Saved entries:
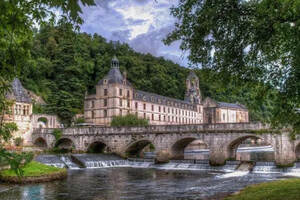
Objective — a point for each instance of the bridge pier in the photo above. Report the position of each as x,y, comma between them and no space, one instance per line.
284,150
217,156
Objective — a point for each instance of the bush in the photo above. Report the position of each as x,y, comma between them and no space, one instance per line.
79,120
43,119
18,141
57,134
128,120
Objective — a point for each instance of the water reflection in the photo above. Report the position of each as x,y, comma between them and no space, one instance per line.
256,153
132,183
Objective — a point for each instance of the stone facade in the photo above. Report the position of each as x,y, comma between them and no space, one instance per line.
221,112
221,139
115,96
21,113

## The task:
All of the records should be output exactly as they stand, with pictures omitted.

## Reply:
Objective — a point for each instance of the bridge pier in the photo above. Report the position of each as x,y, comma between them and no space, one instance per line.
284,150
217,156
Objective — a point for each instance of the bush in the photo above. Report the position of each as x,y, comma between them and no space, one instance per line.
79,120
43,119
18,141
57,134
128,120
Objective — a point for each instance of the water reflection in the photo above. Report the position of each as x,y, comma between them and no space, one instance per line.
256,153
132,183
Objective — a point for each instance of the stone facade in the photo above. Report the position of each as x,y, comma between them and no space, one instance per line.
221,112
221,139
115,96
21,113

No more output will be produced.